**Stored data**:
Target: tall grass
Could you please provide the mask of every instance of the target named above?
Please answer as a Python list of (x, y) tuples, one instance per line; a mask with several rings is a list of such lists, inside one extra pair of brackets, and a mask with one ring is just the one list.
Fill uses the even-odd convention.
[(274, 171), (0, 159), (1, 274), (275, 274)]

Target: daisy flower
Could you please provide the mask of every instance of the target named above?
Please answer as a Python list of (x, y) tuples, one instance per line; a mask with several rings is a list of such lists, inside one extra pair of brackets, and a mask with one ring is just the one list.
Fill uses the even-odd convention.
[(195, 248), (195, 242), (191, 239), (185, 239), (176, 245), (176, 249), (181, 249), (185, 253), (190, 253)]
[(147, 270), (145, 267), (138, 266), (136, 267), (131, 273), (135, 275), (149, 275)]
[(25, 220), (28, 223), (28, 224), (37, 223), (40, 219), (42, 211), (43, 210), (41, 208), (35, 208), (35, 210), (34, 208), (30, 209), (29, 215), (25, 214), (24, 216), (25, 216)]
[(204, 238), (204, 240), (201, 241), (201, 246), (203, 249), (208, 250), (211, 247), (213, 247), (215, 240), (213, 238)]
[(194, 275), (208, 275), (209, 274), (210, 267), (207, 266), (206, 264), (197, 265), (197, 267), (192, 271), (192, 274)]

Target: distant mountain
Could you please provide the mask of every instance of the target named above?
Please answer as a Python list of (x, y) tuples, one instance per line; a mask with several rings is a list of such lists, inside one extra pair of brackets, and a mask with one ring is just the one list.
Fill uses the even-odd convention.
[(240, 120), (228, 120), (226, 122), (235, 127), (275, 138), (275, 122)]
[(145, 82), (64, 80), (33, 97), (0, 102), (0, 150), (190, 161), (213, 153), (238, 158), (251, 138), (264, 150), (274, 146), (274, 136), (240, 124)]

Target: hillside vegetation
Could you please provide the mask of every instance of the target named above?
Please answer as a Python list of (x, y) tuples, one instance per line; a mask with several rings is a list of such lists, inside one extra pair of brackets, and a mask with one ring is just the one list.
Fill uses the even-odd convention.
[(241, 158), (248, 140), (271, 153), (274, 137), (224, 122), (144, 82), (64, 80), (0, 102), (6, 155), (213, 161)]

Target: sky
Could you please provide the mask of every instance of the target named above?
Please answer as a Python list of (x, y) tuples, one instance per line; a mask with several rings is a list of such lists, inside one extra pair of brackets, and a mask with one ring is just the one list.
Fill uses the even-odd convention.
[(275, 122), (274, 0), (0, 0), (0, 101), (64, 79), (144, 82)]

**The problem**: Could you rescale the data from its opening line through the line containing "[(274, 171), (0, 159), (1, 274), (275, 274)]", writing out every line again, requests included, with each coordinate in the answers multiplied by 1.85 and rounded to a whole number, halves going up? Leave the numbers in the requests and their format samples as they are.

**Written response**:
Target: tall grass
Could you please provide the mask of every instance of the target named above?
Please answer as a Python list of (x, y) tuples, one instance per line; a mask with several rings is a list of such lists, inside one extra pair of brackets, and a mask with one ring is just the one list.
Fill uses the even-odd convention.
[(507, 316), (0, 294), (2, 507), (509, 507)]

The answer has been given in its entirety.